*Your assignment:* Below are the records; pull every line that includes "vintage".

*Data supplied:*

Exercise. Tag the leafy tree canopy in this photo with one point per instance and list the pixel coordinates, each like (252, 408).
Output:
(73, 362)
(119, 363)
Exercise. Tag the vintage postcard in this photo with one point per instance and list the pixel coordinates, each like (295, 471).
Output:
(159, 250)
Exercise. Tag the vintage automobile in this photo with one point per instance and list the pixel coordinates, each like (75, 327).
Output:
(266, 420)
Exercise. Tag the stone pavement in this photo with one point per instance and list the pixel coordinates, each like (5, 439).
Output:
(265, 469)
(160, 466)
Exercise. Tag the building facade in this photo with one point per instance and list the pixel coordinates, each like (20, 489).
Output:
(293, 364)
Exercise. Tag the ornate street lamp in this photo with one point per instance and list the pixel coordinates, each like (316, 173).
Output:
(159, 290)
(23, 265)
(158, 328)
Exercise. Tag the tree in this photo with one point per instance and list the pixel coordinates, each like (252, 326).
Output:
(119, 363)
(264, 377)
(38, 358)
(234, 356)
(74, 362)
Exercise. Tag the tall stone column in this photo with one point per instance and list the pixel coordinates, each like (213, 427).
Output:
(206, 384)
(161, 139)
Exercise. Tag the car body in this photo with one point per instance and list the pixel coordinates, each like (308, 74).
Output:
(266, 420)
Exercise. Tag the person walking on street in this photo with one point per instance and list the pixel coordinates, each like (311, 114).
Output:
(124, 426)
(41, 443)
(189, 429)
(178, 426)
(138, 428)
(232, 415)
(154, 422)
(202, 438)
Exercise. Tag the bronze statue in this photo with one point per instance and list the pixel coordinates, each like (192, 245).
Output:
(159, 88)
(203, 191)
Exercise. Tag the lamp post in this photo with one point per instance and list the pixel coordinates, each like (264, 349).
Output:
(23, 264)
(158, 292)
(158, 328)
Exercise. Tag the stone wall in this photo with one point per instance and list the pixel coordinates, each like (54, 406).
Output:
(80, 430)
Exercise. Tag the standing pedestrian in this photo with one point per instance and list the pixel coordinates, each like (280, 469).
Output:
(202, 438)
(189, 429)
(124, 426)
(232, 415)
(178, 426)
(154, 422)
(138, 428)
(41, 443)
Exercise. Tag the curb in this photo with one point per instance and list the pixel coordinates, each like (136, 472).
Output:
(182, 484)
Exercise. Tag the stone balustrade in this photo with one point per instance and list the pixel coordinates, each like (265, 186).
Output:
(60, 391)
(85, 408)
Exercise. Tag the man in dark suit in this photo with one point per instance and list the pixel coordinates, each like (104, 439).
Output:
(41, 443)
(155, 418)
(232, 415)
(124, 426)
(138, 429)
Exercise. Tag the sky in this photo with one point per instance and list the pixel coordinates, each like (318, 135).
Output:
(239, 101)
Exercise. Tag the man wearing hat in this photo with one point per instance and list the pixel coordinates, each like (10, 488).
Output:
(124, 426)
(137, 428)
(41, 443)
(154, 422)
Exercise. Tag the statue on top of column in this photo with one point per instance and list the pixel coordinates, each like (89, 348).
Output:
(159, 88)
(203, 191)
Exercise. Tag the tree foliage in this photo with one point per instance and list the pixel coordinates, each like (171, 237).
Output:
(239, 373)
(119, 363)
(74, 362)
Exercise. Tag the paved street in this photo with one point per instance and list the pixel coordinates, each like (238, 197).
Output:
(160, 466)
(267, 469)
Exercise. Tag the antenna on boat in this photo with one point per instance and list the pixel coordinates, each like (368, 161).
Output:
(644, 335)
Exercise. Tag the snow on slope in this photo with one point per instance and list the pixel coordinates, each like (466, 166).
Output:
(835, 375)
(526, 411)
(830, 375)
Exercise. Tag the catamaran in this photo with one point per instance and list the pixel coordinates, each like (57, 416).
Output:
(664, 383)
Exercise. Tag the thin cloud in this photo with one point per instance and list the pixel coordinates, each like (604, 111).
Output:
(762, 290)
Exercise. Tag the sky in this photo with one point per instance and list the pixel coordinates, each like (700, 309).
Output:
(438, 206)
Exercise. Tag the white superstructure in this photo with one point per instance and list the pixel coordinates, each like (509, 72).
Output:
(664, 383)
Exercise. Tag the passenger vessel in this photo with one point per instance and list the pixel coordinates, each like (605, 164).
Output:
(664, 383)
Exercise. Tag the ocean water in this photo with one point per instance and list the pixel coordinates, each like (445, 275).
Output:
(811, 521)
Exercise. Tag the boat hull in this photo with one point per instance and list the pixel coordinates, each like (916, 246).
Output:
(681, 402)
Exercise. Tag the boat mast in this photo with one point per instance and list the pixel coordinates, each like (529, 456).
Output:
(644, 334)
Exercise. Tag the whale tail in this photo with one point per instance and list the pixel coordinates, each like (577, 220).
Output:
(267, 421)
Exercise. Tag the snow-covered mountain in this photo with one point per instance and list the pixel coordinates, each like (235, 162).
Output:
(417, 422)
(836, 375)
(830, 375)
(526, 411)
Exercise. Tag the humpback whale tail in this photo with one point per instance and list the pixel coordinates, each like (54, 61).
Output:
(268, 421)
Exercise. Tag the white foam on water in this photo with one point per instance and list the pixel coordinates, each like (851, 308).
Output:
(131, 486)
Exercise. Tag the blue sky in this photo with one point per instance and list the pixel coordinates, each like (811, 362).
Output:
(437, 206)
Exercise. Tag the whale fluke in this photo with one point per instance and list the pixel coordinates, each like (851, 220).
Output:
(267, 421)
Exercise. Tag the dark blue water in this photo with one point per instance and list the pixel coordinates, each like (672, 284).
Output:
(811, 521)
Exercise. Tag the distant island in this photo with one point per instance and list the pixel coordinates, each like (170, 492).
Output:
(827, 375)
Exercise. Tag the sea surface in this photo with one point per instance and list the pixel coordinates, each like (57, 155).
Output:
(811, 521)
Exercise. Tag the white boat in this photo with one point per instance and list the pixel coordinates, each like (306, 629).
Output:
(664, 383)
---
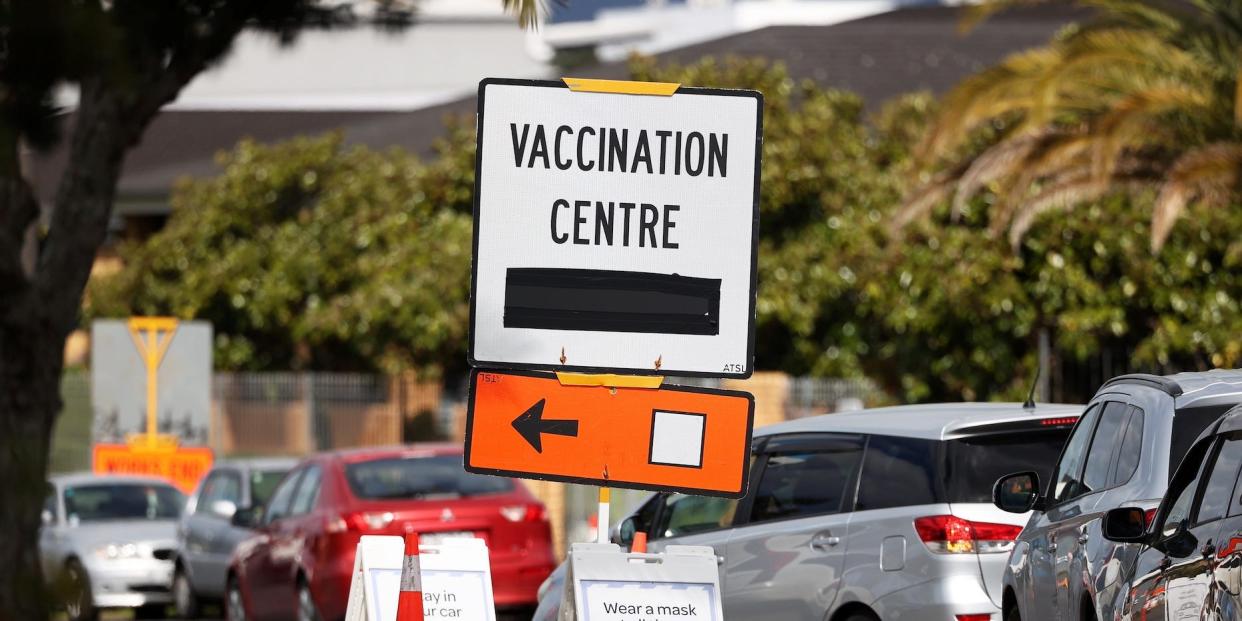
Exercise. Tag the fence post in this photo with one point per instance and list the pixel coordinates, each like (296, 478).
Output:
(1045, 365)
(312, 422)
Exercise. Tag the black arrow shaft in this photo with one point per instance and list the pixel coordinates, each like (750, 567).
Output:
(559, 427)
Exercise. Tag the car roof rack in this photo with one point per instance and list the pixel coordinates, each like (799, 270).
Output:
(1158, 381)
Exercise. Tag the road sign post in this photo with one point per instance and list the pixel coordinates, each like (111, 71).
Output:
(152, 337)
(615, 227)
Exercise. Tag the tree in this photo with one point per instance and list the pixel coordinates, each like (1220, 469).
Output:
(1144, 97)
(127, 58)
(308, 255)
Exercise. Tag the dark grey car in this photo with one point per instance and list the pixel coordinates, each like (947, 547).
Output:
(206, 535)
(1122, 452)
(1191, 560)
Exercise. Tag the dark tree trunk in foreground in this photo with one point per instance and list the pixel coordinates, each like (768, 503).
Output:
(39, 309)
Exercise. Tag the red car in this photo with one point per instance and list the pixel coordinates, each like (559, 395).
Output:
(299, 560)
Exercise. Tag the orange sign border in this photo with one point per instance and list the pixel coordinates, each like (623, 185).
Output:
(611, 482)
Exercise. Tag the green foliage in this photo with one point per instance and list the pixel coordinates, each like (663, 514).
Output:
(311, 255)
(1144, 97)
==
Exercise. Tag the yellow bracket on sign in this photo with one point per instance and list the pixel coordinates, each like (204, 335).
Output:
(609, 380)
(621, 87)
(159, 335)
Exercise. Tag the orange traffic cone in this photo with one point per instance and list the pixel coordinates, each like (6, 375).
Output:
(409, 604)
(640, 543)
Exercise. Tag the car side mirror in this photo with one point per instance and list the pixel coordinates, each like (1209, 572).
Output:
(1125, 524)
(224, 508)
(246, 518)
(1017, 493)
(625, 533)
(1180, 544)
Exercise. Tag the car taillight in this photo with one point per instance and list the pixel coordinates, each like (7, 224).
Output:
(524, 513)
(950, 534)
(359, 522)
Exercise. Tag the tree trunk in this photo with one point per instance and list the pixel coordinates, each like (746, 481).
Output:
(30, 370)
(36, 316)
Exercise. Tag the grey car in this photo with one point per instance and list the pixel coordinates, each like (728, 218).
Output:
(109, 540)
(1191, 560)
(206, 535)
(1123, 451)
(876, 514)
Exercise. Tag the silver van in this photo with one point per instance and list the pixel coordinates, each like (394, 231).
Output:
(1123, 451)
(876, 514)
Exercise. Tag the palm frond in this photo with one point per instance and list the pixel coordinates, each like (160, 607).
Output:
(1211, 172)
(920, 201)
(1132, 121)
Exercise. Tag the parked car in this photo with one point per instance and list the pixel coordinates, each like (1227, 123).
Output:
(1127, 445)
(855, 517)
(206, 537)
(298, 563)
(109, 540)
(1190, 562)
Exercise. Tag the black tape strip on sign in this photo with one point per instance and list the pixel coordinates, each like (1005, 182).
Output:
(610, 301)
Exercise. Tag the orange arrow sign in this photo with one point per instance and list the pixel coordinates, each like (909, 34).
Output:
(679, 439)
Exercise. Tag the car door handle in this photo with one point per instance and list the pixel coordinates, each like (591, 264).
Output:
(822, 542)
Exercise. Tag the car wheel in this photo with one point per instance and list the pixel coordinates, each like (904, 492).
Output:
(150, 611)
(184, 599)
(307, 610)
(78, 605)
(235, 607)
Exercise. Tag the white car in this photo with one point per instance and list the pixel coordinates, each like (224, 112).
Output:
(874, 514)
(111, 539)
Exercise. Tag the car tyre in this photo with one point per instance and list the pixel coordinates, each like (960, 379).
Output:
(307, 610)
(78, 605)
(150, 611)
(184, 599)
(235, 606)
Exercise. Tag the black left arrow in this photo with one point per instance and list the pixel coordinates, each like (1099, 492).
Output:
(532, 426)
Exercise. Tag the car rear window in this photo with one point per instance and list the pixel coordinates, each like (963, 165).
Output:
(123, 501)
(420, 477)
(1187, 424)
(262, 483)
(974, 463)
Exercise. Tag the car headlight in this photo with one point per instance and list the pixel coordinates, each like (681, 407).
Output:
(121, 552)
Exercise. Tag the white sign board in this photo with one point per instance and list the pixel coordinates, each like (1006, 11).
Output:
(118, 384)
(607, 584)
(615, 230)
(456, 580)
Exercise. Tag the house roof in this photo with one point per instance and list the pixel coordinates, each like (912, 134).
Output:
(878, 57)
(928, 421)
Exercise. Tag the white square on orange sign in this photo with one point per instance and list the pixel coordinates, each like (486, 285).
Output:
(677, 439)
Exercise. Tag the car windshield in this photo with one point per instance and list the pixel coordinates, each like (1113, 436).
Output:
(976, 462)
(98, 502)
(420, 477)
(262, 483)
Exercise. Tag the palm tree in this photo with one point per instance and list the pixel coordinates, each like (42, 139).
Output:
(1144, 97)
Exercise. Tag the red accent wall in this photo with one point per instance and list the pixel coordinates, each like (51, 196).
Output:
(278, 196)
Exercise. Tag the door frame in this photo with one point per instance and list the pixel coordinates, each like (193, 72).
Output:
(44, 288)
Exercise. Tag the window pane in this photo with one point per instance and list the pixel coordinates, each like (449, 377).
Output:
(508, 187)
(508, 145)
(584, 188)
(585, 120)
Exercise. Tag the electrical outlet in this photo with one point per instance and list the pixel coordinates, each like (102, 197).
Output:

*Answer to this exercise:*
Exercise. Tag the vintage postcard in this photo with one point per instance and list the pixel coordinates, each like (295, 471).
Exercise. Tag the vintage automobile in this photo with one point per instance and list the pixel coordinates, each like (75, 327).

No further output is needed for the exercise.